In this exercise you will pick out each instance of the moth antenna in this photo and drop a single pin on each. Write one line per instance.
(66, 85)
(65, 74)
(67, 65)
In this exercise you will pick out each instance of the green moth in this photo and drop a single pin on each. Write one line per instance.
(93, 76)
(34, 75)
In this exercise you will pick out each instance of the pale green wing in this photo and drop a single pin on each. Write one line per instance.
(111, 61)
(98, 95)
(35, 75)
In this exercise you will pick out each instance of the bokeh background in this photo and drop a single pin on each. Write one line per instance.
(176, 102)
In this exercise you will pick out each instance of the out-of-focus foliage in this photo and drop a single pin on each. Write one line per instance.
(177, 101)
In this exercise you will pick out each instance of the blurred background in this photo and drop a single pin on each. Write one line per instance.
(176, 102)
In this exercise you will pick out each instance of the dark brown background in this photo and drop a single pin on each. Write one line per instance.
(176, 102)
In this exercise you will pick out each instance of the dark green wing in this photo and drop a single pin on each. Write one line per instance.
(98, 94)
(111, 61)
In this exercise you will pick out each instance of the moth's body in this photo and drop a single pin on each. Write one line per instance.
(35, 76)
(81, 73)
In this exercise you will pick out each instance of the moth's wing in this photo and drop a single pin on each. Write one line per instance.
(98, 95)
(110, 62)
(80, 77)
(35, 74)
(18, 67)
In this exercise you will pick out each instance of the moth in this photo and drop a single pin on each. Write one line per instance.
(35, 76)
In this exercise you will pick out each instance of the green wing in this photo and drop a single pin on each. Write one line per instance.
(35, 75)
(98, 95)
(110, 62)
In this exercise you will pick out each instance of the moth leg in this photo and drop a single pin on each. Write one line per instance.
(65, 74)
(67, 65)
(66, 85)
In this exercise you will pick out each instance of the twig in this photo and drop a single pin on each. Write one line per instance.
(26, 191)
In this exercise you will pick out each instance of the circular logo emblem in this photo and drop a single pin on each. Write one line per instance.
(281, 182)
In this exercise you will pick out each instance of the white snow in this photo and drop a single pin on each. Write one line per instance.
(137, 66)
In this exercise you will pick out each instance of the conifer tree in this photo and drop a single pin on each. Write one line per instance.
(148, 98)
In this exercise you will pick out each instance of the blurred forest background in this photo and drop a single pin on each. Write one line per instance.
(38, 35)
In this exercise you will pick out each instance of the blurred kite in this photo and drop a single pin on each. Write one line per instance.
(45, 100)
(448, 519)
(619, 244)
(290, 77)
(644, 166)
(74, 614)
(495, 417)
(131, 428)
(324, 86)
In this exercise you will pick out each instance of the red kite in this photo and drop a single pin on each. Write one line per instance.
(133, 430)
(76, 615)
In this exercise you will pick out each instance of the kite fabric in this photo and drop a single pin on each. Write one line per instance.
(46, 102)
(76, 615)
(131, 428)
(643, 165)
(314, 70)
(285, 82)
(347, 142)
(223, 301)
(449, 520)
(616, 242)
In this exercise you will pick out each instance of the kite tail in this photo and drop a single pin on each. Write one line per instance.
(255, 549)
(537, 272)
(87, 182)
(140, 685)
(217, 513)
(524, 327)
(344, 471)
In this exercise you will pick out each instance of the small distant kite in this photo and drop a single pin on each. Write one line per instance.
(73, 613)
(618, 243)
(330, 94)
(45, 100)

--------

Write the entries above out again. Match them exactly.

*RESPONSE TO THIS EXERCISE*:
In this exercise you will pick out each instance of the moth antenna in this photo and drop a single pin on each. Write one line per instance.
(66, 85)
(65, 74)
(67, 65)
In this exercise you will pick out each instance of the green moth in this photo and drop a single pin on each. Write one line per instance.
(93, 76)
(34, 75)
In this exercise you will pick out each instance of the pale green wing in this photo and drop a single pin on each. Write one line per instance.
(111, 61)
(98, 95)
(35, 75)
In this exercise you will pick out each instance of the bokeh background in this photo and drop a single pin on each. Write one line per instance.
(176, 102)
In this exercise you will pick out each instance of the out-of-focus foliage in this photo and drop a single pin on each. Write one line per instance.
(177, 101)
In this exercise you will pick out each instance of the blurred background in this photo and drop a single pin on each. Write one line per instance.
(176, 102)
In this exercise you will pick out each instance of the dark brown background in this photo and drop a single pin on each. Write one line per instance.
(176, 102)
In this exercise you will pick out each instance of the dark green wing in this photo and drop a single pin on each. Write one line per instance.
(98, 94)
(111, 61)
In this exercise you will pick out each instance of the moth's body in this photo and drop a single pin on each. Write one line per instance.
(35, 76)
(81, 73)
In this exercise you will pick out each instance of the moth's wing in this photo and drop a single pin on each. Write one line per instance.
(98, 95)
(110, 62)
(80, 77)
(35, 74)
(18, 67)
In this exercise you will pick out each instance of the moth in this photo and drop a single pin on each. Write one line per instance.
(35, 76)
In this exercise you will pick out each instance of the green wing in this photo and drop a single pin on each. Write one line per instance.
(35, 75)
(98, 95)
(110, 62)
In this exercise you will pick out each instance of the moth leg in this photo and drop a single pin on each. Write one line per instance.
(65, 74)
(67, 65)
(66, 85)
In this exercise you will pick out each instance of the twig in this photo and drop a single pin on each. Write one line per instance.
(26, 191)
In this exercise you will pick out each instance of the circular logo emblem in this photo and drop a single pin on each. Write one line per instance.
(281, 182)
In this exercise you will pick out each instance of the white snow in this photo and drop a single pin on each. Write one line per instance.
(137, 66)
In this exercise you will pick out each instance of the conifer tree in this photo and drop a single pin on each. Write one line per instance.
(148, 98)
In this exercise you will pick out each instance of the blurred forest background in this photo and drop a single pin on each. Write one line per instance.
(38, 35)
In this exercise you will pick out each instance of the blurred kite in this photo and drop a single pin on each. Write one line per instance.
(45, 100)
(448, 519)
(619, 244)
(290, 77)
(644, 166)
(74, 614)
(495, 417)
(131, 428)
(324, 86)
In this exercise you will pick out each instance of the red kite in this photo and drop a single pin on each. Write one line per instance.
(133, 430)
(76, 615)
In this exercise you will pick out each instance of the kite fabric in this photo and drop a single pin on each. Write one line per instance.
(46, 102)
(76, 615)
(131, 428)
(643, 165)
(314, 70)
(285, 82)
(347, 142)
(223, 301)
(449, 520)
(616, 242)
In this exercise you will pick out each instance of the kite tail in this photo and drop a single pin on each. Write one line per instance.
(255, 549)
(537, 272)
(87, 182)
(140, 685)
(217, 513)
(524, 327)
(344, 471)
In this exercise you will pick out each instance of the small distant kite in this photo and drop a single pin on each. Write one line per instance.
(73, 613)
(618, 243)
(330, 94)
(45, 100)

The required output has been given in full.